Task goal -> Please print exactly the lines running from the one that contains "Each instance of the yellow" to the end of the data, with both lines included.

Entries supplied ->

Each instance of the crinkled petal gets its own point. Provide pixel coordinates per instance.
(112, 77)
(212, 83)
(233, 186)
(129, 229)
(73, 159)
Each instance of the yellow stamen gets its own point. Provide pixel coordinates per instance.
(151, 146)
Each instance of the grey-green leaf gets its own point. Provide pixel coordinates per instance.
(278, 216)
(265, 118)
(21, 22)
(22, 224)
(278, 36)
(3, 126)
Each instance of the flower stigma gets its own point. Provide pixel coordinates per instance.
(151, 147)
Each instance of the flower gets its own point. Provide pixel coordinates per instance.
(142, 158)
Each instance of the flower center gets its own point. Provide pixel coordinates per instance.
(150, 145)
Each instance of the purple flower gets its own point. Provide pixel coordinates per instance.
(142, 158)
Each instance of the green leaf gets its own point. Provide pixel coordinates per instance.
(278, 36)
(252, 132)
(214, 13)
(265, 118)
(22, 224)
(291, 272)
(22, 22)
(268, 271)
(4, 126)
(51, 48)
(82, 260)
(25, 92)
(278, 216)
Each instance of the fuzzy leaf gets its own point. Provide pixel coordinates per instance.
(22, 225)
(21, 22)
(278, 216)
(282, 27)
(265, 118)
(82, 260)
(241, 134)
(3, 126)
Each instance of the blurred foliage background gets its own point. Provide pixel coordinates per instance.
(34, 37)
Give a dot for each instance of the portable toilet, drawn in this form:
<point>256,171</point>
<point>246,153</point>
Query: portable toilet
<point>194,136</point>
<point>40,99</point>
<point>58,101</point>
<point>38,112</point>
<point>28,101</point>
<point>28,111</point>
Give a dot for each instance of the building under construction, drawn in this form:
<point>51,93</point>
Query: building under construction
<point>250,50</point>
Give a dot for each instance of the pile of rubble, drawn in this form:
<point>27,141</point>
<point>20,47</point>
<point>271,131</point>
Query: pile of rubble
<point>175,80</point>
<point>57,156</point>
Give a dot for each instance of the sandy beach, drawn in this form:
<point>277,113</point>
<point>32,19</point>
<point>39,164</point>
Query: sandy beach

The response ->
Each instance of the yellow stamen gets its own point. Provide pixel coordinates per instance.
(151, 146)
Each instance of the grey-green leaf gets its own point. Provide pixel coordinates per instance.
(278, 216)
(265, 118)
(21, 22)
(22, 224)
(278, 36)
(3, 126)
Each instance of the flower stigma gets its own point. Provide pixel coordinates per instance.
(151, 147)
Each instance of the flower gets its own point. Provide pixel coordinates per instance.
(142, 158)
Each instance of the flower center gets its own point. Provide pixel coordinates per instance.
(150, 145)
Each instance of the purple flower gets its own point. Provide pixel coordinates per instance.
(142, 158)
Each instance of the green leaf gets its own point. Provide pixel coordinates per instance.
(278, 36)
(252, 132)
(214, 13)
(265, 118)
(22, 224)
(291, 272)
(22, 22)
(268, 271)
(4, 126)
(51, 48)
(82, 260)
(25, 92)
(278, 216)
Each instance of the fuzzy leaf gets its own point. Provide pixel coordinates per instance.
(22, 225)
(21, 22)
(278, 216)
(282, 27)
(265, 118)
(82, 260)
(241, 134)
(3, 126)
Each instance of the blurred foliage background gets its own point. Provide pixel coordinates per instance.
(34, 37)
Give a dot for each instance of the portable toilet, drawn in this form:
<point>256,171</point>
<point>246,153</point>
Query: portable toilet
<point>194,136</point>
<point>40,99</point>
<point>58,101</point>
<point>38,112</point>
<point>28,101</point>
<point>28,111</point>
Give a dot for each instance of the building under construction, drawn in this form:
<point>51,93</point>
Query: building under construction
<point>250,50</point>
Give a dot for each instance of the pile of rubble, drawn in this form:
<point>27,141</point>
<point>20,47</point>
<point>271,131</point>
Query: pile of rubble
<point>175,80</point>
<point>57,156</point>
Give a dot for each instance of the sandy beach, drawn in this form:
<point>277,113</point>
<point>32,19</point>
<point>39,164</point>
Query: sandy beach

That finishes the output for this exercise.